Study text —
-- -- --
A family fishing along the Hudson River in Croton, where signs warning about the dangers of eating fish from the river could soon be placed.
A family fishing along the Hudson River in Croton, where signs warning about the dangers of eating fish from the river could soon be placed. Photo Credit: Jessica Glenza

CROTON-ON-HUDSON, N.Y. – Croton residents may see new signs warning sport fishermen against eating Hudson River marine life.

"Fish and crabs from these waters contain chemicals and may be harmful to eat, especially for women and children," read signs available in English, Spanish and Chinese. Another reads, "Some fish and crabs from these waters may be harmful to eat."

One of three proposed signs warns that women under 50 and children under 15 "should not eat ANY fish or crabs from the Hudson River from the Corinth Dam to the Battery."

All three are messages from the New York State Department of Health warning of possible health effects from eating fish or crabs contaminated by polychlorinated biphenyls, known as PCBs, from a superfund site in the north Hudson River, near Fort Edward, N.Y.

The Croton Board of Trustees is likely to refer the matter to the Advisory Board on the Visual Environment before bringing any proposed resolutions to vote. Although most trustees expressed support for signs disseminating what amounts to a public service announcement, some worried that they would be ignored in the already cluttered waterfront parks.

"I would bet that most of the people we get are going to come back, and once they read the sign, they read the sign, but the sign is going to be there forever," said Trustee Ann Gallelli.
-- -- --
Data excerpts —

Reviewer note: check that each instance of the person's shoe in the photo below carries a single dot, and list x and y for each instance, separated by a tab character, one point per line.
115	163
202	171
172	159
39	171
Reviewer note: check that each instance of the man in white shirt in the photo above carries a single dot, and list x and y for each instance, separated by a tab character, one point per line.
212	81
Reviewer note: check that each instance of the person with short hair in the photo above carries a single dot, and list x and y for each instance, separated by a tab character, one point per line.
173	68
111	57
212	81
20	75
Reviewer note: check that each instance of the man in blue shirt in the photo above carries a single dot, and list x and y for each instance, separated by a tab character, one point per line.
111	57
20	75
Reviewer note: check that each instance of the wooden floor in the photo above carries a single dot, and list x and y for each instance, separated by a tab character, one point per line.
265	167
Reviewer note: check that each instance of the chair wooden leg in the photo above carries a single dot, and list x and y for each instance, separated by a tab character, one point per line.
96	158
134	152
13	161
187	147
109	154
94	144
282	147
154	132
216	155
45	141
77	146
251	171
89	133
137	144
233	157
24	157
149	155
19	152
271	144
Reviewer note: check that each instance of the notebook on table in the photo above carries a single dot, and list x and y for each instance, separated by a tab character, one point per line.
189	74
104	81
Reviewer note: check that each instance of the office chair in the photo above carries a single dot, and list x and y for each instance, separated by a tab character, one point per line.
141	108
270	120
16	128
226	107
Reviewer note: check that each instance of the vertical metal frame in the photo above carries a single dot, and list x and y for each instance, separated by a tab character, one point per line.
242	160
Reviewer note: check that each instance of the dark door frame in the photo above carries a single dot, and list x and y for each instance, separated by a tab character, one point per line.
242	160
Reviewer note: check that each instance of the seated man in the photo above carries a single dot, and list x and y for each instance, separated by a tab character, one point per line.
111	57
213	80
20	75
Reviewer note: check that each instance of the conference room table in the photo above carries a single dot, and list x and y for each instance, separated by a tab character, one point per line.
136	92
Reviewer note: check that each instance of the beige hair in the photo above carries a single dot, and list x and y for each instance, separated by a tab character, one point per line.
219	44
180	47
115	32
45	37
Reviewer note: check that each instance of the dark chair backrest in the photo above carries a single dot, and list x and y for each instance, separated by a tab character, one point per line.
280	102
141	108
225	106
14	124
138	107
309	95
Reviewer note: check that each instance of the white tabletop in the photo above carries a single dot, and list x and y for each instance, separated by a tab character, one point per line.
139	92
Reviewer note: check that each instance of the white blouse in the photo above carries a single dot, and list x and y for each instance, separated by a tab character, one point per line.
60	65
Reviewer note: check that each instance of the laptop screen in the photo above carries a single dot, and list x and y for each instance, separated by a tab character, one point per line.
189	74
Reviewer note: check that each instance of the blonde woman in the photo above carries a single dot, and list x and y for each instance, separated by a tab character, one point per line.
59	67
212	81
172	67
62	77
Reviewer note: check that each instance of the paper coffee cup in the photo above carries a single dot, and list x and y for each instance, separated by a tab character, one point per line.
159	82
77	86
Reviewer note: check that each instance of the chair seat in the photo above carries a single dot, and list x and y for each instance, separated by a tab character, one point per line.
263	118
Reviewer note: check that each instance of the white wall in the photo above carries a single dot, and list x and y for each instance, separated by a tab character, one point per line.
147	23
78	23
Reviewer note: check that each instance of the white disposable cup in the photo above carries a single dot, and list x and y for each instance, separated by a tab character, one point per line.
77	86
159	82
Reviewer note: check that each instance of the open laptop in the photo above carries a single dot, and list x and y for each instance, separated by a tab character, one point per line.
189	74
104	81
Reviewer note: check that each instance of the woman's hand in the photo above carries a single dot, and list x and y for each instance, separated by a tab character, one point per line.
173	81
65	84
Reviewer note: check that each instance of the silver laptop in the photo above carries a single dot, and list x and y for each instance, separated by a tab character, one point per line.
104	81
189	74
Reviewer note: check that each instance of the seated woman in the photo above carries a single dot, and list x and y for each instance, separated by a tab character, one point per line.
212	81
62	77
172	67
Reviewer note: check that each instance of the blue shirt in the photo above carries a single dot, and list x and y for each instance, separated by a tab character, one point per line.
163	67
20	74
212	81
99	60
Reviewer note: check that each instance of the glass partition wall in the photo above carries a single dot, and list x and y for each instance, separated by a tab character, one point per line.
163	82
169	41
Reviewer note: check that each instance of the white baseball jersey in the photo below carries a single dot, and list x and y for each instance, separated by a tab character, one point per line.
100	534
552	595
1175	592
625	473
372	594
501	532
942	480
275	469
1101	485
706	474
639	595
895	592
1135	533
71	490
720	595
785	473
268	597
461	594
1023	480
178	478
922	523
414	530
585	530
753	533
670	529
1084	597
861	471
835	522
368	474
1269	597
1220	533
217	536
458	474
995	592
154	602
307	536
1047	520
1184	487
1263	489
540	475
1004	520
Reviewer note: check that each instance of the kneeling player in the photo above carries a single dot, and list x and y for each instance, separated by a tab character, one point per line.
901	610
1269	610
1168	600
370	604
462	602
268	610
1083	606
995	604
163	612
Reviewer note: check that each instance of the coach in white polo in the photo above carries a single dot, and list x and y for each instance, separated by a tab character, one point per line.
-- -- --
Required tasks —
1. Reproduce the Hudson River fish article word for word from "The Croton Board" up to and including "cluttered waterfront parks.".
2. According to the Hudson River fish article, in which languages are the warning signs available?
3. Please pick up the Hudson River fish article after its last sentence and keep writing it.

Answers in order —
1.
The Croton Board of Trustees is likely to refer the matter to the Advisory Board on the Visual Environment before bringing any proposed resolutions to vote. Although most trustees expressed support for signs disseminating what amounts to a public service announcement, some worried that they would be ignored in the already cluttered waterfront parks.

2. English, Spanish and Chinese.

3.
Agreeing, Trustee Ian Murtaugh said, "I'm wary of having too many signs," and asked if the signs could have "judicious placement."

"I can't see any real reason to be against this," said Trustee Casey Raskob. "Seems like a common-sense thing to put up. A lot of people are going to be coming here from somewhere else. It's not like they're going to be scrolling on the New York [Department of Environmental Conservation] website."

The superfund site near the Fort Edward Dam is being dredged under the supervision of the federal Environmental Protection Agency.

In a report prepared for Congress on the cancer-causing effects of PCBs, the EPA noted that "PCBs also have significant ecological and human health effects other than cancer, including neurotoxicity, reproductive and developmental toxicity, immune system suppression, liver damage, skin irritation, and endocrine disruption. Toxic effects have been observed from acute and chronic exposures to PCB mixtures with varying chlorine content."

The chemicals were used by General Electric Co. in the Fort Edward area as an insulator and coolant in electrical equipment, such as transformers.